● Task statement: In the items below, how many lines contain the string "kitchen"? Matches must have the same case; reply with only the number.

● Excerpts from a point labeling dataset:
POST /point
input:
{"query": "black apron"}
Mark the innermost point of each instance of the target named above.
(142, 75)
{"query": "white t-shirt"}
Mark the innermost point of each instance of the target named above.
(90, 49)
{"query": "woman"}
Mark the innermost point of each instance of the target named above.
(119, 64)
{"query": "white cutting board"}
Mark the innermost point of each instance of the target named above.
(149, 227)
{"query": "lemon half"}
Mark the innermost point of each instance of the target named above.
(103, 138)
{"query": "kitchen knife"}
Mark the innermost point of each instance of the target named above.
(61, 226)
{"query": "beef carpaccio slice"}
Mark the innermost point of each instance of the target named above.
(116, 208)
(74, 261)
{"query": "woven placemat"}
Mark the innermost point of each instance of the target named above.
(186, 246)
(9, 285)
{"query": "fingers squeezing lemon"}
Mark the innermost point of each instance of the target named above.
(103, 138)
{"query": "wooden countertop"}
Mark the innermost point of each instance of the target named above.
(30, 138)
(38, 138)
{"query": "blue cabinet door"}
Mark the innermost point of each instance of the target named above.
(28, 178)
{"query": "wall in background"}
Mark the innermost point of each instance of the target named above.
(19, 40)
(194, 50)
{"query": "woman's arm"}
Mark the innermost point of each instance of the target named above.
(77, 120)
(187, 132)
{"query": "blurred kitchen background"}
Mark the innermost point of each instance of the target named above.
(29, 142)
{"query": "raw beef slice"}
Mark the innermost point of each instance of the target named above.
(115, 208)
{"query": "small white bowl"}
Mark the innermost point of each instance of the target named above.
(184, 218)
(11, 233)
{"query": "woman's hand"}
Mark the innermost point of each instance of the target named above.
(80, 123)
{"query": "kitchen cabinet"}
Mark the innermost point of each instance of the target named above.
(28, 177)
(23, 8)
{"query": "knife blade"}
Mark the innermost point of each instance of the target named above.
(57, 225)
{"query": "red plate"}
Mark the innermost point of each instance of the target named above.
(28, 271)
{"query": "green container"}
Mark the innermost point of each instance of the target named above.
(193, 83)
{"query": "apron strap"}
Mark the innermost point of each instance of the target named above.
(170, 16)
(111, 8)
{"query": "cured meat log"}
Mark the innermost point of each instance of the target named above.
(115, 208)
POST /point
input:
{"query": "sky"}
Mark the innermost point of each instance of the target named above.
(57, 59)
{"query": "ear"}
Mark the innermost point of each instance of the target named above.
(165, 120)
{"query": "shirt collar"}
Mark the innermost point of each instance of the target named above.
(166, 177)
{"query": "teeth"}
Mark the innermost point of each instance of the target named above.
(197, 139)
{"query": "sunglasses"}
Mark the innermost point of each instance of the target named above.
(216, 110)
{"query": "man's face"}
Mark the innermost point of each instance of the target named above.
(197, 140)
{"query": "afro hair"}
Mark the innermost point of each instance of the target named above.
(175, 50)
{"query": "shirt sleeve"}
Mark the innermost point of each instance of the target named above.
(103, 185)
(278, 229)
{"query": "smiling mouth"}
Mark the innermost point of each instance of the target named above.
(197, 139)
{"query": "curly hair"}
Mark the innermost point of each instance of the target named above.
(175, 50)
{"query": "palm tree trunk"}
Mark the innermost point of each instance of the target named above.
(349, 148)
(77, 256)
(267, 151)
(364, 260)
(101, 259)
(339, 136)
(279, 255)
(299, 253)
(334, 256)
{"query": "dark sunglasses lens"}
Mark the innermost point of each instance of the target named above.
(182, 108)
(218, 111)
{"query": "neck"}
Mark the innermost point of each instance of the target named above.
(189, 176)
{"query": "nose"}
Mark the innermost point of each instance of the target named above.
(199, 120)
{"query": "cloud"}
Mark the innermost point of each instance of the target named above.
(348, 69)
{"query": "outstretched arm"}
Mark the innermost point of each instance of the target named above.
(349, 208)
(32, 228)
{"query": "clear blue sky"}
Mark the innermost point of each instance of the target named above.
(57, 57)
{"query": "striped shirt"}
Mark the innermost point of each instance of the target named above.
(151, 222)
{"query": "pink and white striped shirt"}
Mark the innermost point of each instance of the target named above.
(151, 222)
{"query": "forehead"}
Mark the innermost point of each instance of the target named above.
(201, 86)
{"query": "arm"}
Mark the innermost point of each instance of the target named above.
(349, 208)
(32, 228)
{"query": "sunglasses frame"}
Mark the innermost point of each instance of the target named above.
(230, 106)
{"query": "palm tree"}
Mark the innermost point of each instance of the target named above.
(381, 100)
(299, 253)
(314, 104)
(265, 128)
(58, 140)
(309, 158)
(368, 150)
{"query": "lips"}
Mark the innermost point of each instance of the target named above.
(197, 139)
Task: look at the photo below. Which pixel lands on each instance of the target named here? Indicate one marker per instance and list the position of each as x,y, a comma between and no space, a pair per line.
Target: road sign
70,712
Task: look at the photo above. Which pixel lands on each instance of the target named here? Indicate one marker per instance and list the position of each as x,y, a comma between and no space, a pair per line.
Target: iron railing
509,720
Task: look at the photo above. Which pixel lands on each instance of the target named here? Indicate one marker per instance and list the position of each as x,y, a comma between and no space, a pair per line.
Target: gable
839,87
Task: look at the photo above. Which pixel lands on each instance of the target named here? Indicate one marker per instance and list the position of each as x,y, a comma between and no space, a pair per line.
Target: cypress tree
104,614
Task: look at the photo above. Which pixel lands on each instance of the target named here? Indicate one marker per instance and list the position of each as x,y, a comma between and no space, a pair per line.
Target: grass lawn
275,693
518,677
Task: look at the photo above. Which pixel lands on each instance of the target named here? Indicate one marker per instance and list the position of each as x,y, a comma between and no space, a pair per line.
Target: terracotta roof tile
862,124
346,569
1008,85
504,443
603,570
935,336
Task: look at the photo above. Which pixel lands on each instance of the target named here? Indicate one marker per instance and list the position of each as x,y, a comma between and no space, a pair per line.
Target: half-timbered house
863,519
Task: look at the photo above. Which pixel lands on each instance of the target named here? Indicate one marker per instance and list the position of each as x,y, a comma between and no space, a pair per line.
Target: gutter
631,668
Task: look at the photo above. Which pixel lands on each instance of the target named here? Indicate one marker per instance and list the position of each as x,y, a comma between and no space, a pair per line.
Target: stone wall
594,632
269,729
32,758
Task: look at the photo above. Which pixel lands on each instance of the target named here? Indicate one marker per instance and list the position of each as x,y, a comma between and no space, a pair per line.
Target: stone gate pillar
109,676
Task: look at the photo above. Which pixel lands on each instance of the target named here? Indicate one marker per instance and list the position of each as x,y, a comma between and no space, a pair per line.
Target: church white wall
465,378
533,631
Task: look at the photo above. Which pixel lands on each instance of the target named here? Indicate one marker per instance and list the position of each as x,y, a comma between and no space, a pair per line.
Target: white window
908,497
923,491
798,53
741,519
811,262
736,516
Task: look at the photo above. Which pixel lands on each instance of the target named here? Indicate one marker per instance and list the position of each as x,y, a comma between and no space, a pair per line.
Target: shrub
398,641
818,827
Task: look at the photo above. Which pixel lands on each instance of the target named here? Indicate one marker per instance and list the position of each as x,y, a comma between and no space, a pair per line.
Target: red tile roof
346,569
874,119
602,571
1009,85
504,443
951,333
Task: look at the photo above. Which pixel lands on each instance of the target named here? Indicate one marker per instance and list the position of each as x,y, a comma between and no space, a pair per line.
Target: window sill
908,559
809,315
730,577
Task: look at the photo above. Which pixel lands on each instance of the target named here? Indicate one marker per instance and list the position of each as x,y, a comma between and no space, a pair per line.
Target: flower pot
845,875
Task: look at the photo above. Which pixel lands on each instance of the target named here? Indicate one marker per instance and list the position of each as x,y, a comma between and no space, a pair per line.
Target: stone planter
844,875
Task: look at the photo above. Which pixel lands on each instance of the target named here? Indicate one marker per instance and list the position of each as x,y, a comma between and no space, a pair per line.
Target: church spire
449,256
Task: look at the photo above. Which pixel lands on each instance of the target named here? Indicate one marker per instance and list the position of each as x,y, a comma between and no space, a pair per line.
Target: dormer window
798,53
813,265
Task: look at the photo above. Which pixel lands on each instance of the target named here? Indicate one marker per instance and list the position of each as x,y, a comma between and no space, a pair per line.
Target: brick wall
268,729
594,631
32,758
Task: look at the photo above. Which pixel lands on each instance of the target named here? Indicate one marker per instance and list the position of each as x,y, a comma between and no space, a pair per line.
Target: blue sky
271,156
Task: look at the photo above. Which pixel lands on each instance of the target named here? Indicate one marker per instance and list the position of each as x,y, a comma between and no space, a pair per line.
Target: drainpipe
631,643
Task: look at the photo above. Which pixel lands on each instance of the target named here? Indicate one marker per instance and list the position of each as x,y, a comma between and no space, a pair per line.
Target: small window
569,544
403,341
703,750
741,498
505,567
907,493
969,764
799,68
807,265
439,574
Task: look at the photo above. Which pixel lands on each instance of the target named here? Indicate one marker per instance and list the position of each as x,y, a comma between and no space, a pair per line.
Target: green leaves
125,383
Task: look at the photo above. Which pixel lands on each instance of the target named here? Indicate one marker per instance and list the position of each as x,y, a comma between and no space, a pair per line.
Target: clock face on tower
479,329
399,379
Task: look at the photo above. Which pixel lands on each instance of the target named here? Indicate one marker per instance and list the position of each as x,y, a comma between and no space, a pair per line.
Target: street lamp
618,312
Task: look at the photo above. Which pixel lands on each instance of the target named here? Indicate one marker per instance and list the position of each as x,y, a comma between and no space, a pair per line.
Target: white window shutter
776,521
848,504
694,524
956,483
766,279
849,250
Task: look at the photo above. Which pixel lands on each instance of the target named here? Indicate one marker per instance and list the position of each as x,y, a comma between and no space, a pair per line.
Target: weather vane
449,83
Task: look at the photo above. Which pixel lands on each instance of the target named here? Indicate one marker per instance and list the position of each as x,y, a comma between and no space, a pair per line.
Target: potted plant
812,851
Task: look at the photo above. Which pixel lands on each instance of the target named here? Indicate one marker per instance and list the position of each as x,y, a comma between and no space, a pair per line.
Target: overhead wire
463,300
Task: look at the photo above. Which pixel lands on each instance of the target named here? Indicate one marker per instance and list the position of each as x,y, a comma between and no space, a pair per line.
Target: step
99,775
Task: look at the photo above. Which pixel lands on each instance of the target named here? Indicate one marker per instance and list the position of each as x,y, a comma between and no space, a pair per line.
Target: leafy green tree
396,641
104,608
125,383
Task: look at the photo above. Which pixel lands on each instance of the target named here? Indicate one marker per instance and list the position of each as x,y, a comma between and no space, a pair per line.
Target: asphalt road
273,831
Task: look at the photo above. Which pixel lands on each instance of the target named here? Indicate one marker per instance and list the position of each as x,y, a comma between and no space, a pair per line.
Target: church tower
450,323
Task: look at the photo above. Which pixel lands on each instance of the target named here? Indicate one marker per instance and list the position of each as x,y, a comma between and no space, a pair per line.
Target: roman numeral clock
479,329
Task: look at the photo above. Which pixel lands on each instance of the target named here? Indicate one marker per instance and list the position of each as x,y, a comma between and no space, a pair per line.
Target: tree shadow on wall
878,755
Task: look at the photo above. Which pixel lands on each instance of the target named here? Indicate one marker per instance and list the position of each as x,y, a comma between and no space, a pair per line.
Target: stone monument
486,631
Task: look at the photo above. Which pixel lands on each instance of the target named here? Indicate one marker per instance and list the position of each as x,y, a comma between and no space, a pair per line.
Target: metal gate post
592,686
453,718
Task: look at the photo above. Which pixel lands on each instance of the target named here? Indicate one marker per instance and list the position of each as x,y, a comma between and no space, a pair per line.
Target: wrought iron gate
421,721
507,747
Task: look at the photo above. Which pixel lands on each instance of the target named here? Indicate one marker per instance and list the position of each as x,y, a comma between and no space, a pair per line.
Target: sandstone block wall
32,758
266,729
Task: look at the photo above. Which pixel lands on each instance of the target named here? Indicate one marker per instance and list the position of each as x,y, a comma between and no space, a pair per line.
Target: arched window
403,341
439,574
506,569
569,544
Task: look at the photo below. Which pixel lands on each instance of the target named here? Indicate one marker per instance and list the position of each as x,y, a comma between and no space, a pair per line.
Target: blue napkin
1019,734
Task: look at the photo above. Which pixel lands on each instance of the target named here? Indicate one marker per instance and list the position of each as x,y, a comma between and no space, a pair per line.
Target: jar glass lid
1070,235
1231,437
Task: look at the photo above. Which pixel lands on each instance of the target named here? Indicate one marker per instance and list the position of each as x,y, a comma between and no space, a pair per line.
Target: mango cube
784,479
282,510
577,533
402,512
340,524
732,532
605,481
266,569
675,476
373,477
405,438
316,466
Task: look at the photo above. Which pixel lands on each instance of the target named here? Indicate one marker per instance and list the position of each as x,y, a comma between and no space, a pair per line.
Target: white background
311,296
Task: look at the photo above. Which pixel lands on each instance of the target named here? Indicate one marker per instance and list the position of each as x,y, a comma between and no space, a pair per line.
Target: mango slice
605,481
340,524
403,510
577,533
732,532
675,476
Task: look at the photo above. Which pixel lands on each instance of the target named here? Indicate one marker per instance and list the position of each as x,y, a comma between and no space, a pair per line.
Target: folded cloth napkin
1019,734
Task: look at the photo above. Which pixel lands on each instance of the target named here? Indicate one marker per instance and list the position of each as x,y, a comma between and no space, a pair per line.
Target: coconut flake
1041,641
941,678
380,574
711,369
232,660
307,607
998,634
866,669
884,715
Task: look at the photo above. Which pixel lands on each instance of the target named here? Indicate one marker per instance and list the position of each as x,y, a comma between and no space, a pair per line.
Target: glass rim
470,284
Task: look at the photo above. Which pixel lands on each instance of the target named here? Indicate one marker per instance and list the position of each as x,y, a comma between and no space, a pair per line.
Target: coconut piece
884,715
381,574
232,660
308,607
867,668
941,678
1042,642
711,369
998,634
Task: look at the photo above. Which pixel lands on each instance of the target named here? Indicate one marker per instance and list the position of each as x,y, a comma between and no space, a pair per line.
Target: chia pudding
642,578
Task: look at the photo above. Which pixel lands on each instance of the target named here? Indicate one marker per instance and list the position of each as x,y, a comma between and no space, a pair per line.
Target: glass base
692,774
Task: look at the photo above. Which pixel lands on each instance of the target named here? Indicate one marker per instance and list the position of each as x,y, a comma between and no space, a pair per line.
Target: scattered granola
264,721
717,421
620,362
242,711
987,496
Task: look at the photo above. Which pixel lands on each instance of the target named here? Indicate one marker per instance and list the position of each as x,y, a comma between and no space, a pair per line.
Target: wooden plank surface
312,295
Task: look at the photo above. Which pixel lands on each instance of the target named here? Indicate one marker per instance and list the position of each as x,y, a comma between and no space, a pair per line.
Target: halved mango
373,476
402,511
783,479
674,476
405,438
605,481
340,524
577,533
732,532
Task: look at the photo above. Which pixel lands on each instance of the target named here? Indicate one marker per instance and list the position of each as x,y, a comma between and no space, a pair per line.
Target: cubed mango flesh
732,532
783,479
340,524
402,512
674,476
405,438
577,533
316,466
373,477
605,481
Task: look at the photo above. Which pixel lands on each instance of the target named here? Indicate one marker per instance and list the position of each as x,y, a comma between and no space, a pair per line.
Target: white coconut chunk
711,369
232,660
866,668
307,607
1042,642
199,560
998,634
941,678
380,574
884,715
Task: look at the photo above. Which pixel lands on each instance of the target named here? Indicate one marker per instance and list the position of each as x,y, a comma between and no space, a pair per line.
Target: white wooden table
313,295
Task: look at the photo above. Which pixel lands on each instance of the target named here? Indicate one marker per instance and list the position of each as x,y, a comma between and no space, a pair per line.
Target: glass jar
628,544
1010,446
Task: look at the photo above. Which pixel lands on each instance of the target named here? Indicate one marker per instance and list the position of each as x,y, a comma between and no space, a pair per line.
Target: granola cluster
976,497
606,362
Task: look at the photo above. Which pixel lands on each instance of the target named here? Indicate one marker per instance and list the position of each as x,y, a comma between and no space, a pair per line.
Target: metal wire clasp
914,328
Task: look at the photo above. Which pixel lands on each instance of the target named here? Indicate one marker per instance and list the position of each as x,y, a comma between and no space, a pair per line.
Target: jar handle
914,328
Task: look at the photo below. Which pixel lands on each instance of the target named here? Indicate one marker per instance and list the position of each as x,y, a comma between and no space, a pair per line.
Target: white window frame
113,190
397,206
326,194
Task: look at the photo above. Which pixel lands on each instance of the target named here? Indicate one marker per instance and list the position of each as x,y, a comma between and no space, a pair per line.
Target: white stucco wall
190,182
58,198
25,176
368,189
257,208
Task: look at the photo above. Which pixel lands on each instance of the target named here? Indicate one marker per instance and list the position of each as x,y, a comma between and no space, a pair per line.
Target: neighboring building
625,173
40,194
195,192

● Correct response: 3